▶ [PAGE]:

────────

The large number of low-wage migrants desperate for work might be a major reason. It serves both the labor supply need and the profit motive. But we have had other periods with lots of available migrants without the thousands of reported child labor violations.

The Reuters article cited the pressure created on suppliers by the “Just-in-time” product delivery schedules which demand great flexibility in production, variable shift work and long hours, where migrants might not have the leverage to resist.

And there is also the opportunity created by the rural “off the map” locations of some of these small company suppliers.

Also, most of these under age migrants were either undocumented or awaiting a hearing on their request for asylum (which could take years), and most were actively recruited as well as being provided with false documentation by their recruiters. This would make them particularly vulnerable and quite probably compliant employees.

Yet, we have had all these situations with migrants for many years, but I do not remember an explosion in child labor violations that we are seeing in the last seven-year trend from 1,000 per year to almost 4,000 in a steady increase with a  spike in the last two.

Staffing Company Speaking Up!

Although there may be others, one staffing company is speaking up clearly and forcefully about the situation. Forge Industrial Staffing( is a regional staffing company that operates throughout Indiana and Michigan.

On every page of their website, in the top margin, is a tasteful, professional, yet clearly visible banner in red and white fonts on a black background that says,“Important Notice: Forge Statement on Child Labor Reports” and links to a full page, full throated, condemnation of the problem.

To give you the flavor of that compelling document I will quote here the first short paragraph and leave a link at the bottom to the full text. It is well worth the 3-minute read.

“We have been horrified at reports of the scope and scale of exploitive child labor across the United States. The stories have been shocking, but unfortunately, not surprising for those of us who have worked in the staffing industry and who have had to be wary of exploitive sponsors, forged paperwork, unsafe working conditions and the growing sophistication of bad actors”.

As always, stay safe and pray for Ukraine.

────────

▶ [DATASET CONTENT]:
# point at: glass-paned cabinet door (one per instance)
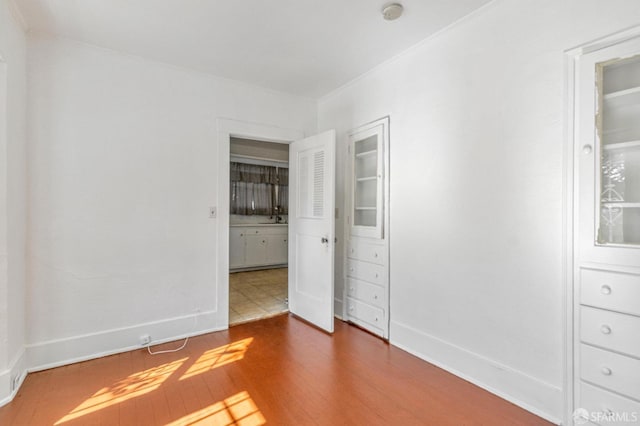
(367, 172)
(618, 122)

────────

▶ [EXERCISE SET]:
1 – Reproduce the piece on child labor from "The Reuters article" to "probably compliant employees.", swapping "suppliers" for "vendors".
2 – According to the quoted statement in the piece on child labor, what things have people in the staffing industry had to be wary of?
3 – In which states does Forge Industrial Staffing operate, according to the piece on child labor?

▶ [ANSWERS IN ORDER]:
1 –
The Reuters article cited the pressure created on vendors by the “Just-in-time” product delivery schedules which demand great flexibility in production, variable shift work and long hours, where migrants might not have the leverage to resist.

And there is also the opportunity created by the rural “off the map” locations of some of these small company vendors.

Also, most of these under age migrants were either undocumented or awaiting a hearing on their request for asylum (which could take years), and most were actively recruited as well as being provided with false documentation by their recruiters. This would make them particularly vulnerable and quite probably compliant employees.

2 –
- Exploitive sponsors
- Forged paperwork
- Unsafe working conditions
- The growing sophistication of bad actors

3 – Indiana and Michigan.